_What you need to do_
Copy every one of the records below word for word, keeping each line unchanged.

**** Provided records ****

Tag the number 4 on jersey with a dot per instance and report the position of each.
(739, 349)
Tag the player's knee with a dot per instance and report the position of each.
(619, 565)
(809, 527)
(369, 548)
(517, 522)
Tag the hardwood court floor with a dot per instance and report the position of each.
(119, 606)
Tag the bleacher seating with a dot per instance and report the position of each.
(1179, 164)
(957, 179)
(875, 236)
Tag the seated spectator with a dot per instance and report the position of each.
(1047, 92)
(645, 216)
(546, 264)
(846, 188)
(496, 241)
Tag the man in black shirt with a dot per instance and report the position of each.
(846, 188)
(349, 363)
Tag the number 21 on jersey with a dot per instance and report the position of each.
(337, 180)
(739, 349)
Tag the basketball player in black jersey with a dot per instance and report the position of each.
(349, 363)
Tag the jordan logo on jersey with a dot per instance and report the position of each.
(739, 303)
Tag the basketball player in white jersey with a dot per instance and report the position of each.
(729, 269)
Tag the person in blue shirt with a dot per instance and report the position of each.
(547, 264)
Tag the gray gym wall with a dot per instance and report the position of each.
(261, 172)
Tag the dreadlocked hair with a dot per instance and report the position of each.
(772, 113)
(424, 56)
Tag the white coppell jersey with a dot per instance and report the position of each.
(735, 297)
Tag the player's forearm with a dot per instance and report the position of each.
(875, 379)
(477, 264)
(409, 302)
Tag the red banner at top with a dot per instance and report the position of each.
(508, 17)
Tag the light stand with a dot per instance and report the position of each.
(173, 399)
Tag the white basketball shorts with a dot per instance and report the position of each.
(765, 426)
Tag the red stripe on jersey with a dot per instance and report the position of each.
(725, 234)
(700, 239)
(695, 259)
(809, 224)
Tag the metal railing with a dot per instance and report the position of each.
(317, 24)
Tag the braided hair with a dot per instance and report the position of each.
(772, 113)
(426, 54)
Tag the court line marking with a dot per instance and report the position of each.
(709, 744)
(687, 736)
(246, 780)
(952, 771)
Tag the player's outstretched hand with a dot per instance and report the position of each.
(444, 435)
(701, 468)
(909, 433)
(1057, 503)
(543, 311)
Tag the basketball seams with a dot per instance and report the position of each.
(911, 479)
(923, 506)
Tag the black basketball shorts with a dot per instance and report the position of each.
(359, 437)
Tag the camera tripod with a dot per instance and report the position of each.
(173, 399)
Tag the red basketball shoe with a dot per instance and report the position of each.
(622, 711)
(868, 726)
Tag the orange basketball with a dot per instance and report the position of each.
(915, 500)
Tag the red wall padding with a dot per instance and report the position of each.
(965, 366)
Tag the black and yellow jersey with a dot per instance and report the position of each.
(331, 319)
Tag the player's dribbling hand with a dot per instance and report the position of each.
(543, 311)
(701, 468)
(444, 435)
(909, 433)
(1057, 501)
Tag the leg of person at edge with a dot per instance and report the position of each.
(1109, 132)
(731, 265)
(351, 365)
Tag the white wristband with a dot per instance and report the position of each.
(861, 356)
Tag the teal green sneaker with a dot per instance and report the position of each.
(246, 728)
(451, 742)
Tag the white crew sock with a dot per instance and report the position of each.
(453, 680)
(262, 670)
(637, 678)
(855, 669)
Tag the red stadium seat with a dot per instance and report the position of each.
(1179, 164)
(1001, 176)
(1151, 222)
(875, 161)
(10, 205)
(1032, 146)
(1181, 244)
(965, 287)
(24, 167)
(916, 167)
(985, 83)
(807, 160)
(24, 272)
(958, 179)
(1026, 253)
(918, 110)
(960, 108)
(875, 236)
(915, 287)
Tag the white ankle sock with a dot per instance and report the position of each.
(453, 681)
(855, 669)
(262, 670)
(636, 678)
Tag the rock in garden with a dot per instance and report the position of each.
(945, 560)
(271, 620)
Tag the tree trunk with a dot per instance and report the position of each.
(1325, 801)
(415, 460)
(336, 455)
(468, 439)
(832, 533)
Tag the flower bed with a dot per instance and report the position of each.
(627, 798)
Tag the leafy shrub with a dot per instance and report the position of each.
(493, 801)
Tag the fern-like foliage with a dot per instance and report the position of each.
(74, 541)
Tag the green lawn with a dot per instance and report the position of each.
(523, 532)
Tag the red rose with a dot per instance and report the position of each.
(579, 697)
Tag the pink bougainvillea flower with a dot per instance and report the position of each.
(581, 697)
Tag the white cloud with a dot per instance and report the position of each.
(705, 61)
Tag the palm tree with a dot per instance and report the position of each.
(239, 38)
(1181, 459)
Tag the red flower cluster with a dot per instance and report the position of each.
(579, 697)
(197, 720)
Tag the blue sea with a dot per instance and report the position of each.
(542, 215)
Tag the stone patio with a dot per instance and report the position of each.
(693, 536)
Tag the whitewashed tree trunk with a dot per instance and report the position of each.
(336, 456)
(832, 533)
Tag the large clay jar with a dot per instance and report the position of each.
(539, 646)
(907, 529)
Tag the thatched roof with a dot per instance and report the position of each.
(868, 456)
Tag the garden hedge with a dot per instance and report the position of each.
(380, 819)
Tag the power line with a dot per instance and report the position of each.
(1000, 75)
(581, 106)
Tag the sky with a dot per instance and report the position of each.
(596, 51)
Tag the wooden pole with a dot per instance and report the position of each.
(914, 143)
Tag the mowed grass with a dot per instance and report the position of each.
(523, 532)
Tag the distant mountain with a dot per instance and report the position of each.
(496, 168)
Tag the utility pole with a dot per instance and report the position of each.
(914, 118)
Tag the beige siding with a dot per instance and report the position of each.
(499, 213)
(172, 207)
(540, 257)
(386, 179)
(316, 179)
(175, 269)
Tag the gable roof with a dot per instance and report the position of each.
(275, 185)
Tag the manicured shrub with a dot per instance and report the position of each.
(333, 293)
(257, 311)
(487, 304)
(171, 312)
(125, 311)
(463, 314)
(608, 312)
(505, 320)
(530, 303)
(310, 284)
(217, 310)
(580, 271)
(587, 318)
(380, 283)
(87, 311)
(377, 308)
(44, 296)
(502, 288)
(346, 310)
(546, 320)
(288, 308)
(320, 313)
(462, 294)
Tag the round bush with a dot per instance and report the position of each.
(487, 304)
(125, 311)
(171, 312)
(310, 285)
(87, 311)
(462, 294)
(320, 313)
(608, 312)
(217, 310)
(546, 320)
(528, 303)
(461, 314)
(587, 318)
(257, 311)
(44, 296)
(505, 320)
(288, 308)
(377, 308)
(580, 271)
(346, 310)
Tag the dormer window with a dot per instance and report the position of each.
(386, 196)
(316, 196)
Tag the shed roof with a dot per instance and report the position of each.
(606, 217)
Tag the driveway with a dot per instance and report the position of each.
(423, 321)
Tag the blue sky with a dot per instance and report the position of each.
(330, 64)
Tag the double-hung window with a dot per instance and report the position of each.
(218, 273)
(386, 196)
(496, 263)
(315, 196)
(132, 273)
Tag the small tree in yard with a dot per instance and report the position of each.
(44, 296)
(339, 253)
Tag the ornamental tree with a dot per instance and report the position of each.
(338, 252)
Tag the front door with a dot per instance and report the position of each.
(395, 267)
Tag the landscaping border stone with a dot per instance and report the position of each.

****

_The completed task_
Tag the number 4 on jersey with a dot per instance and report the position of each.
(739, 349)
Tag the player's knee with a dot per instance and report the position of each.
(619, 565)
(809, 527)
(369, 548)
(517, 522)
Tag the hardwood court floor with a dot per instance and report the position of each.
(119, 606)
Tag the bleacher seating with a dot per instance and report the position of each.
(1179, 164)
(957, 179)
(875, 236)
Tag the seated spectator with a dot per instance and report the position of each.
(1047, 92)
(645, 216)
(546, 264)
(846, 188)
(496, 241)
Tag the man in black shirt with a dot per instance and report the position of each.
(846, 188)
(349, 363)
Tag the number 21 on jersey with a dot per instance and report the position of each.
(337, 180)
(739, 349)
Tag the basketball player in black jersey with a dot per instance and report the position of each.
(349, 363)
Tag the jordan logo on jersey with a dot per instance and report the position of each.
(739, 303)
Tag the basketball player in white jersey with a dot per instance and report the position of each.
(729, 269)
Tag the person in blue shirt with a dot per instance and report the position of each.
(547, 264)
Tag the gray gym wall with a dot per instance and report the position of each.
(261, 172)
Tag the dreadlocked hair with a dot per instance and report the position of each.
(772, 113)
(424, 56)
Tag the white coppell jersey with a dot per instance and report the position of each.
(735, 297)
Tag the player's forearm with a dot per instance and report the position of each.
(875, 379)
(477, 264)
(409, 302)
Tag the red banner at top with a dot per instance and report the position of each.
(508, 17)
Tag the light stand with a dot per instance and report the position of each.
(173, 399)
Tag the white basketball shorts with a dot per instance and report the position of each.
(765, 426)
Tag the red stripe on jersey with a dot per instance and report the position of each.
(725, 234)
(700, 239)
(695, 259)
(809, 224)
Tag the metal railing with a dot per instance and report the position of each.
(317, 24)
Tag the braided hair with a dot per instance and report the position of each.
(772, 113)
(426, 54)
Tag the court line marking with a dot per instance and report the position of each.
(709, 744)
(687, 736)
(246, 780)
(952, 771)
Tag the player's outstretched hand with a dot per instance and report the position of each.
(444, 435)
(701, 468)
(909, 433)
(1057, 503)
(543, 311)
Tag the basketball seams with a dot per instance and report the position of each.
(911, 479)
(923, 506)
Tag the black basketball shorts with a dot per instance and report the position of each.
(359, 437)
Tag the camera tripod with a dot per instance and report the position of each.
(173, 399)
Tag the red basketball shoe with a dot per instance and report the position of each.
(622, 711)
(868, 726)
Tag the orange basketball with a dot per instance and report the position of each.
(915, 500)
Tag the red wall padding with a dot per instance and report the position of each.
(965, 366)
Tag the black and yellow jersey with a dot per instance and report the position of each.
(331, 319)
Tag the player's dribbling hand with a dot per instance and report the position of each.
(543, 311)
(701, 468)
(444, 435)
(909, 433)
(1057, 501)
Tag the leg of person at edge with a dot per instance and report the position of each.
(1109, 132)
(731, 265)
(351, 365)
Tag the white wristband with a dot per instance and report the position of each.
(861, 356)
Tag the teal green sneaker with a dot per instance and report the position of each.
(246, 728)
(451, 742)
Tag the white crew sock with a dot per instance and report the position of each.
(453, 680)
(262, 670)
(637, 678)
(855, 669)
Tag the red stadium seat with a dot per instance and report the position of each.
(1179, 164)
(1001, 176)
(1151, 222)
(875, 161)
(10, 205)
(1032, 146)
(1181, 244)
(965, 287)
(24, 167)
(916, 167)
(985, 83)
(807, 160)
(24, 272)
(958, 179)
(1026, 253)
(918, 110)
(960, 108)
(875, 236)
(915, 287)
Tag the white ankle sock with a dot per instance and report the position of each.
(453, 681)
(855, 669)
(262, 670)
(636, 678)
Tag the rock in garden with a dot per instance and report the position of each.
(945, 560)
(271, 620)
Tag the tree trunk with a dot per instance and report the position of each.
(1325, 801)
(415, 460)
(336, 455)
(468, 439)
(832, 533)
Tag the flower bed with a dot per instance and report the position of each.
(627, 798)
Tag the leafy shrub with a dot per instance and report the position of each.
(493, 801)
Tag the fern-like foliage with a dot per instance and report the position of each.
(74, 541)
Tag the green lawn with a dot per instance and report the position of each.
(523, 532)
Tag the red rose with a dot per instance and report the position of each.
(579, 697)
Tag the pink bougainvillea flower with a dot per instance and report the position of each.
(581, 697)
Tag the white cloud with a dot per instance and report the position of each.
(705, 61)
Tag the palm tree with a dot per instance and report the position of each.
(239, 38)
(1181, 459)
Tag the red flower cluster with a dot per instance and report the position of each.
(579, 697)
(197, 720)
Tag the blue sea with a dot per instance and report the position of each.
(542, 215)
Tag the stone patio with a dot per instance and report the position of each.
(693, 536)
Tag the whitewashed tree trunk with a dot per instance and report the position of each.
(336, 456)
(832, 533)
Tag the large clay jar with a dot per instance and report the position of each.
(539, 646)
(907, 529)
Tag the thatched roof with a dot per instance and report the position of each.
(868, 456)
Tag the garden hedge with a dot per instance and report the position of each.
(380, 819)
Tag the power line with a dot per instance and report the position of each.
(1000, 75)
(581, 106)
Tag the sky with a dot per instance and report the position of each.
(596, 51)
Tag the wooden pole with a dot per instance and report the position of each.
(914, 143)
Tag the mowed grass with a dot per instance and report the position of each.
(523, 532)
Tag the distant mountain with a dot per instance and report the position of each.
(496, 168)
Tag the utility pole with a dot per instance and report the position of each.
(914, 118)
Tag the beige siding with a dot per instance and report the position of each.
(499, 213)
(172, 207)
(540, 257)
(386, 179)
(316, 179)
(175, 269)
Tag the gable roof with a dot per instance and report the position of each.
(275, 185)
Tag the manicured shrub with a dot per instance and report the position of each.
(333, 293)
(257, 311)
(487, 304)
(171, 312)
(125, 311)
(463, 314)
(608, 312)
(505, 320)
(530, 303)
(310, 284)
(217, 310)
(580, 271)
(587, 318)
(380, 283)
(87, 311)
(377, 308)
(44, 296)
(502, 288)
(346, 310)
(546, 320)
(288, 308)
(320, 313)
(462, 294)
Tag the round bush with a dot per instance and report the position of each.
(487, 304)
(125, 311)
(171, 312)
(310, 285)
(87, 311)
(462, 294)
(320, 313)
(608, 312)
(217, 310)
(546, 320)
(528, 303)
(461, 314)
(587, 318)
(257, 311)
(44, 296)
(505, 320)
(288, 308)
(377, 308)
(580, 271)
(346, 310)
Tag the dormer window with a dot per instance and report the position of each.
(386, 196)
(316, 196)
Tag the shed roof with a dot per instance and report the position of each.
(606, 217)
Tag the driveway with a dot per instance and report the position of each.
(423, 321)
Tag the blue sky with a dot per instance and report the position of each.
(330, 64)
Tag the double-hung window with a dot per instance and report the position of each.
(218, 273)
(386, 196)
(496, 263)
(315, 196)
(132, 273)
Tag the small tree in yard with a dot per instance and report the position of each.
(44, 296)
(339, 253)
Tag the ornamental tree with a dot per instance and report the position of each.
(338, 252)
Tag the front door with a dot per instance and report the position of each.
(395, 267)
Tag the landscaping border stone with a dot per instance and report the position of each.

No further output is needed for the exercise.